## Brief 1
In the article on the Distributed Power Flow Controller, write out the passage from "The flexible AC" to "the power systems." again, substituting "approach" for "technology".

## Article
Figure 1. Basic Configuration of DPFC
In recent times, Distributed Power Flow Controller is an important device within the family of FACTS Devices. This paper investigates Multi Level Inverter (MLI) based Distributed Power Flow Controller (DPFC) system for voltage sag mitigation and harmonic reduction. The DPFC employs a Shunt based Static Compensator (STATCOM) and multiple series converters to improve the power quality. DPFC was placed at the correct location in the power transmission system to gain advantages like improved voltage profile and reduced power loss. Circuit models are developed for Eight bus system with and without DPFC. The MATLAB/SIMULINK results obtained shows an improved performance in voltage sag mitigation, voltage quality of load busses, power quality improvement, comparison of the bus voltages with and without DPFC and reduction in load voltage harmonics. The results indicate that MLI based DPFC has improved in power quality and reduction in total harmonic reduction.
The flexible AC transmission system (FACTS) technology is the application of high power devices in transmission systems [1]. The main purpose of this technology is to control and regulate the voltage in the power systems.
This is achieved by using converters as a controllable element between two power systems. The resulting converter representations can be useful for a variety of configurations. Basically, the family of FACTS devices based on Voltage Source Converters (VSCs) consist of a series compensator or a shunt compensator [2]. The static Compensator (STATCOM) is a shunt connected device that is able to provide reactive power support at a network location near load centre. Through this reactive power injection, the STATCOM can regulate the voltage at the receiving end. The Static Synchronous Series Compensator (SSSC) is a series device which injects a voltage in series with the line to compensate the line impedance drop [5] .
Ideally, this injected voltage is in quadrature with the line current, such that the SSSC behaves like an inductor or a capacitor for the purpose of increasing or decreasing the voltage drop across the line. In this operating mode, the SSSC does not interchange any real power with the system in steady state. The Unified Power Flow Controller (UPFC) is the most versatile device of the family of FACTS devices [3], since it can control the active and the reactive power, respectively, as well as the voltage at the connection node. UPFC comprises of a STATCOM and a SSSC coupled via a common DC link to allow bidirectional flow of active power between the series output terminals of the SSSC and the shunt output terminals of the STATCOM. Each converter can independently generate (or) absorb reactive power at its own bus. The two controlled converters are operated from a DC link provided by a DC storage capacitor [3].

## Brief 2
Report each line of the records that contains the word "green".

[Records for identifying positions]

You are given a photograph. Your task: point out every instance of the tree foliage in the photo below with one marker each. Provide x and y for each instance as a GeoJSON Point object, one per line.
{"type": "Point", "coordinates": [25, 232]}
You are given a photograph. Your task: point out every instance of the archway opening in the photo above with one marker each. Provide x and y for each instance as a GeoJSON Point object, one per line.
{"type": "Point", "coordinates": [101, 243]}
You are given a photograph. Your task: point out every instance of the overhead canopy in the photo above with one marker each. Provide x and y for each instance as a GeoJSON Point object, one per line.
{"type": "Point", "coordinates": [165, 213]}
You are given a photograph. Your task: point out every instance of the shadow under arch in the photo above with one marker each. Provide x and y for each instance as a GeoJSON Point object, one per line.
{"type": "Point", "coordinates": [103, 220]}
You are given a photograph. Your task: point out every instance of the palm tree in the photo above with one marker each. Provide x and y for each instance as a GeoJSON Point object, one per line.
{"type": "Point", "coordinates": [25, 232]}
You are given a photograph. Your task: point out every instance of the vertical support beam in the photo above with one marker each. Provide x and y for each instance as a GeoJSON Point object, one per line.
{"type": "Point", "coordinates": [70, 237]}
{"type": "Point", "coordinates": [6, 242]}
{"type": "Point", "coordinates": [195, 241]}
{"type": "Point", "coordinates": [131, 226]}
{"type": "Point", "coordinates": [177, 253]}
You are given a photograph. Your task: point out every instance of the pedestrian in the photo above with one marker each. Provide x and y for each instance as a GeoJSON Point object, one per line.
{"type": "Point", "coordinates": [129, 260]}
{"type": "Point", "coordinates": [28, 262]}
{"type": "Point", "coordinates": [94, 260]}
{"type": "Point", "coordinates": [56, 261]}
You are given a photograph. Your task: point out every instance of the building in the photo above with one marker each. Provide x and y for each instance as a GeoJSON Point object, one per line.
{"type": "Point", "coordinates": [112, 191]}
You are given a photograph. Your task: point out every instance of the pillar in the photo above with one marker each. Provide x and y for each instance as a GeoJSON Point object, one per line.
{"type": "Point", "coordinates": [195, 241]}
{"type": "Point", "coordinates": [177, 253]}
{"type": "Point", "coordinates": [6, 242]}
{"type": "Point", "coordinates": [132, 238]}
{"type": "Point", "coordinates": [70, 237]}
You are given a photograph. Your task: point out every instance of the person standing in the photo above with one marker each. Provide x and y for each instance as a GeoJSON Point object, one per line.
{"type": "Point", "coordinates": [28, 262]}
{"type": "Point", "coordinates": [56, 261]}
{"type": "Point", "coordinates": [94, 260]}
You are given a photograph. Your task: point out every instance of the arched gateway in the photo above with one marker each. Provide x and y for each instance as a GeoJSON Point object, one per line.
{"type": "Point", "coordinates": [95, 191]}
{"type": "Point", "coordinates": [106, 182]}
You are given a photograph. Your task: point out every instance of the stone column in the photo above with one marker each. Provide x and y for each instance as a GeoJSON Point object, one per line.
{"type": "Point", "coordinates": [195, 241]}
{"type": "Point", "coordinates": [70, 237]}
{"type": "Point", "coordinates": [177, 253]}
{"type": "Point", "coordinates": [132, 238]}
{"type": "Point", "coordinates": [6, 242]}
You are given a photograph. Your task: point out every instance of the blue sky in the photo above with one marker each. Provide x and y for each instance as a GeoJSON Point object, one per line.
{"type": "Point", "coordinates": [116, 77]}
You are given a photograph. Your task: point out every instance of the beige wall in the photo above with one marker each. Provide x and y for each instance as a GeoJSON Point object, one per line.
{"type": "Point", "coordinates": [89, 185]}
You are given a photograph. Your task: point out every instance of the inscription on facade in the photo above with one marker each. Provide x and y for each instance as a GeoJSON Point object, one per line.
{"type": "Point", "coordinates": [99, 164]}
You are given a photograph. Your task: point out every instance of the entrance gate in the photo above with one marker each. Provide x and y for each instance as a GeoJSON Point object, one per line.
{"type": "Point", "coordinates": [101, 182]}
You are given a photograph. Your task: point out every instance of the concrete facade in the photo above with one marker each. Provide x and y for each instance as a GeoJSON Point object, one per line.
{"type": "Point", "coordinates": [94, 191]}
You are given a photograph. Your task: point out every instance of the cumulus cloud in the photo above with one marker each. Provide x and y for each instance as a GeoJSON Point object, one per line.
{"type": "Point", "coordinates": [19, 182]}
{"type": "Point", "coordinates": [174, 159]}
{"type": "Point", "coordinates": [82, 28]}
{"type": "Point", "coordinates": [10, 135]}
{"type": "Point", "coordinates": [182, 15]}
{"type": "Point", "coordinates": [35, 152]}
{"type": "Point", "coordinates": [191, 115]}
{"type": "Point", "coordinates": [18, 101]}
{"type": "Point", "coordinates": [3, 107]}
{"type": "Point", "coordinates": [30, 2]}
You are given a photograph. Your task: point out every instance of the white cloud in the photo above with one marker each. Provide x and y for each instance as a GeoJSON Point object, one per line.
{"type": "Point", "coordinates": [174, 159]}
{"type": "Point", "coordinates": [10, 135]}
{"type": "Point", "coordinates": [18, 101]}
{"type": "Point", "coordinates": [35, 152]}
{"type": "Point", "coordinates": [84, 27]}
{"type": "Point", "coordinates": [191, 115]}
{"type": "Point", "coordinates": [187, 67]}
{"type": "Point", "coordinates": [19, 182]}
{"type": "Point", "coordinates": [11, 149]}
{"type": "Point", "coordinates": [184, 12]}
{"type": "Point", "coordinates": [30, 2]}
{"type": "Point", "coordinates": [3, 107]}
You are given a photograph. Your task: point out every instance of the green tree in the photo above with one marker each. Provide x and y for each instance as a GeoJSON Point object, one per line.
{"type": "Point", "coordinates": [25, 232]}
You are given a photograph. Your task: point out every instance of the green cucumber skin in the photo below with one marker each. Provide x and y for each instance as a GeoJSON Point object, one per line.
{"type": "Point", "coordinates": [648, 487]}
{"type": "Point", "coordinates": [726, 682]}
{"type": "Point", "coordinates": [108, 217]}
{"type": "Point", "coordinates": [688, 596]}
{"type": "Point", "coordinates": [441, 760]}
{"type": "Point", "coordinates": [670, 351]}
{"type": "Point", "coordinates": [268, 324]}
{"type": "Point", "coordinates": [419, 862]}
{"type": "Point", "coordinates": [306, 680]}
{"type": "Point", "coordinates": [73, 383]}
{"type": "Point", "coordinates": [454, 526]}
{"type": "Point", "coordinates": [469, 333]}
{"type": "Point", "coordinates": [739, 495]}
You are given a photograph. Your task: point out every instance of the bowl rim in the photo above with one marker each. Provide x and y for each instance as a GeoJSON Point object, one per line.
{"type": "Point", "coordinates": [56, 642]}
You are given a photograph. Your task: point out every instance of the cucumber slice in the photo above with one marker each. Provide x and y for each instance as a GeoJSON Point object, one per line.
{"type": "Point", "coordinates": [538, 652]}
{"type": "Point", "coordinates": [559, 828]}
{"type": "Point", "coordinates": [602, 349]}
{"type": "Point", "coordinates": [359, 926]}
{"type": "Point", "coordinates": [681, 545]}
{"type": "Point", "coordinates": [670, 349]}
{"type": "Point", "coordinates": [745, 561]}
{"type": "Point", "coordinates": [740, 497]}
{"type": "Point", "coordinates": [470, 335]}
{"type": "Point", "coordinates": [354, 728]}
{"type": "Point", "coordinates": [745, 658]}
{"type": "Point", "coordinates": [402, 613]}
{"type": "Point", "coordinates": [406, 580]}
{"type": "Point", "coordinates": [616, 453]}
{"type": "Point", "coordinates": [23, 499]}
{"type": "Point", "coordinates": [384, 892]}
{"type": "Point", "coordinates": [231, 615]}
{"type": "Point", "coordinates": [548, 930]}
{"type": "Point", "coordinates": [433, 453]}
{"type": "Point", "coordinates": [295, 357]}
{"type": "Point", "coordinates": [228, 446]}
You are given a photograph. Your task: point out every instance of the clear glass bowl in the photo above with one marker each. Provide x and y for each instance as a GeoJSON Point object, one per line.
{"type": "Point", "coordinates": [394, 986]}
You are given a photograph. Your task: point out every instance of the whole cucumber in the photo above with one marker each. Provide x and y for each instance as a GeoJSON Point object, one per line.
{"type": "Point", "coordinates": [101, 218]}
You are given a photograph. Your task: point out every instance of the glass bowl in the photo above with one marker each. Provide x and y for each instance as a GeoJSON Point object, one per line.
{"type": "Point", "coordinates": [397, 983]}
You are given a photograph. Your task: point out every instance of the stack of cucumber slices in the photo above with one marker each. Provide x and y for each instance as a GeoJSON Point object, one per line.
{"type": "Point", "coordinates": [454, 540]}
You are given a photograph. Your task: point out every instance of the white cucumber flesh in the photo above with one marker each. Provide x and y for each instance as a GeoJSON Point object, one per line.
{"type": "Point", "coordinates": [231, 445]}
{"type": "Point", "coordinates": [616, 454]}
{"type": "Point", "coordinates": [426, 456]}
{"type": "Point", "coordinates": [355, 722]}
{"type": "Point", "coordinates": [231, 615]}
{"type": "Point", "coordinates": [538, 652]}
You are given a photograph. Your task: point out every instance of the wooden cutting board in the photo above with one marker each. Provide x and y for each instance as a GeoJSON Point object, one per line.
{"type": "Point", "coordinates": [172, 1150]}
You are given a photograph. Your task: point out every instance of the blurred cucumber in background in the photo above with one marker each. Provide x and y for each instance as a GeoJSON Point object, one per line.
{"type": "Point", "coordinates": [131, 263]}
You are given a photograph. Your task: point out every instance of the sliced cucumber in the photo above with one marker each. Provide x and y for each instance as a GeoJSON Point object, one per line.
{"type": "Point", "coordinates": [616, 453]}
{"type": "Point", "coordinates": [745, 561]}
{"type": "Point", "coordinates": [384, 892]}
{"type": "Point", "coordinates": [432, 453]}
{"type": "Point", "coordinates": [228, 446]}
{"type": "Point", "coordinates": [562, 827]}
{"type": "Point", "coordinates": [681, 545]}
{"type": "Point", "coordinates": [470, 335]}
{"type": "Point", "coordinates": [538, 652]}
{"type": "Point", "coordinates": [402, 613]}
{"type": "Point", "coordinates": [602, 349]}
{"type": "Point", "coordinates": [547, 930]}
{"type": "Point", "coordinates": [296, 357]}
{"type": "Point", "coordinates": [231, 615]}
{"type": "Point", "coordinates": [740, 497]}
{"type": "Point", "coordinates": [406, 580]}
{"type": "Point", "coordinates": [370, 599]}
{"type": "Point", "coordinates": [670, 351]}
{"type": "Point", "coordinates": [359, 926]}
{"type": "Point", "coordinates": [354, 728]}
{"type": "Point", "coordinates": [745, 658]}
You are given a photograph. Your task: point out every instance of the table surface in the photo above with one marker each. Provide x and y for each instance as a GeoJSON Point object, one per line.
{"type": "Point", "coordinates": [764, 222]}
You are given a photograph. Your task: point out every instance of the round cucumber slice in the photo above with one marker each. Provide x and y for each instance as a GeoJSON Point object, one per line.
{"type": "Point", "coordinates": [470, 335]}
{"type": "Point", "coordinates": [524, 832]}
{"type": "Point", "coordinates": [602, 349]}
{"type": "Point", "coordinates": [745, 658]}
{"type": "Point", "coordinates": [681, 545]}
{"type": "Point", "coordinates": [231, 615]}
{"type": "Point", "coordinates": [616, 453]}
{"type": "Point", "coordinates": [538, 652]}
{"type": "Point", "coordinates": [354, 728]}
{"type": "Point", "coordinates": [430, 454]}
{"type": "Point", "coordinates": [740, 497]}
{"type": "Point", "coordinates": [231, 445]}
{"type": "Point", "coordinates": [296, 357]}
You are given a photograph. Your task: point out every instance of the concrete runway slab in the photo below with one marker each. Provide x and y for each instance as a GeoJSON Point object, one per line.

## Finished answer 1
The flexible AC transmission system (FACTS) approach is the application of high power devices in transmission systems [1]. The main purpose of this approach is to control and regulate the voltage in the power systems.

## Finished answer 2
You are given a photograph. Your task: point out every instance of the green tree in the photo above with one marker each. Provide x and y for each instance as a GeoJSON Point object, one per line.
You are given a photograph. Your task: point out every instance of the green cucumber skin in the photo below with one marker each. Provide x and y for each instance as a GeoJSON Point object, one per line.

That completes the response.